----- Texto fornecido -----

GRANDE JOÃO RUBINATO*
Era um período entre o final da década de 50 e o início da década de 60.
Ainda não havia televisão em Salvador e o rádio era o grande meio de comunicação e entretenimento. A famosa "Era do Rádio".
O advento do long-playing permitiu que as ondas do rádio transmitissem, além do samba, muita rumba, bolero, samba-canção e marchinha de carnaval.
As vozes de Francisco Alves, Mario Reis,Orlando Silva, Ângela Maria, Cauby Peixoto, Dalva de Oliveira, Emilinha Borba, Aracy de Almeida, Carmem Miranda, Elizeth Cardoso, Dick Farney, Dircinha e Linda Batista, Doris Monteiro, Nelson Gonçalves e muitos outros, interpretavam composições de Antonio Maria, Lupiscínio Rodrigues, Dorival Caimmy, Adelino Moreira, Herivelto Martins, Ataulfo Alves, Noel Rosa, David Nasser. A trilha sonora ia dos trágicos como Vingança, de Lupiscínio Rodrigues, aos desesperados como Ninguém me Ama, de Antonio Maria, passando pelo descompromisso de Sassaricando e pela sensualidade de Mulata Assanhada.

-----

§ Exercício
Transcreva na íntegra, sem alterar nada, o texto sobre a Era do Rádio em Salvador.

----- Dados armazenados -----

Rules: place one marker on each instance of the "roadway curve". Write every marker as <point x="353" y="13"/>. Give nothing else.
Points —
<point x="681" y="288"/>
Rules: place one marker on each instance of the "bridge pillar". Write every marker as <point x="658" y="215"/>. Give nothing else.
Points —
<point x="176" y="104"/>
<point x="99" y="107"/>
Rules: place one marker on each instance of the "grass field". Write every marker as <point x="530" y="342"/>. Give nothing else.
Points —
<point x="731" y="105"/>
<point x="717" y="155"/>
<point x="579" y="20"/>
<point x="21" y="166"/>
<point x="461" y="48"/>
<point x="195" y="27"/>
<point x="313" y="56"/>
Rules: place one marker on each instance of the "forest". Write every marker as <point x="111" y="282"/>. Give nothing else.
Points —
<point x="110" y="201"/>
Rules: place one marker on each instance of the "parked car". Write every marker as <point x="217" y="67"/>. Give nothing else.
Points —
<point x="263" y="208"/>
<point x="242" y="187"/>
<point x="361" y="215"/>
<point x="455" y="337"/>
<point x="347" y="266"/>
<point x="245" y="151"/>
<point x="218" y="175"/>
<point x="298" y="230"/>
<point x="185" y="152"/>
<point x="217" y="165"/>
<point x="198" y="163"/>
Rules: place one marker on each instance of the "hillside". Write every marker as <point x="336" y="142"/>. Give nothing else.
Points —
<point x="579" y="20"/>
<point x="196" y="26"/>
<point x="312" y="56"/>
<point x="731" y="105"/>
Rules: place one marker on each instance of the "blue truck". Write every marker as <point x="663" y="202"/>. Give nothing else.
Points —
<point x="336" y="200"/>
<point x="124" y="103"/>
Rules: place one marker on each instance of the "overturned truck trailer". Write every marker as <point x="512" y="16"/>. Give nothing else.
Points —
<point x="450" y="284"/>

-----

§ Resposta final
GRANDE JOÃO RUBINATO*
Era um período entre o final da década de 50 e o início da década de 60.
Ainda não havia televisão em Salvador e o rádio era o grande meio de comunicação e entretenimento. A famosa "Era do Rádio".
O advento do long-playing permitiu que as ondas do rádio transmitissem, além do samba, muita rumba, bolero, samba-canção e marchinha de carnaval.
As vozes de Francisco Alves, Mario Reis,Orlando Silva, Ângela Maria, Cauby Peixoto, Dalva de Oliveira, Emilinha Borba, Aracy de Almeida, Carmem Miranda, Elizeth Cardoso, Dick Farney, Dircinha e Linda Batista, Doris Monteiro, Nelson Gonçalves e muitos outros, interpretavam composições de Antonio Maria, Lupiscínio Rodrigues, Dorival Caimmy, Adelino Moreira, Herivelto Martins, Ataulfo Alves, Noel Rosa, David Nasser. A trilha sonora ia dos trágicos como Vingança, de Lupiscínio Rodrigues, aos desesperados como Ninguém me Ama, de Antonio Maria, passando pelo descompromisso de Sassaricando e pela sensualidade de Mulata Assanhada.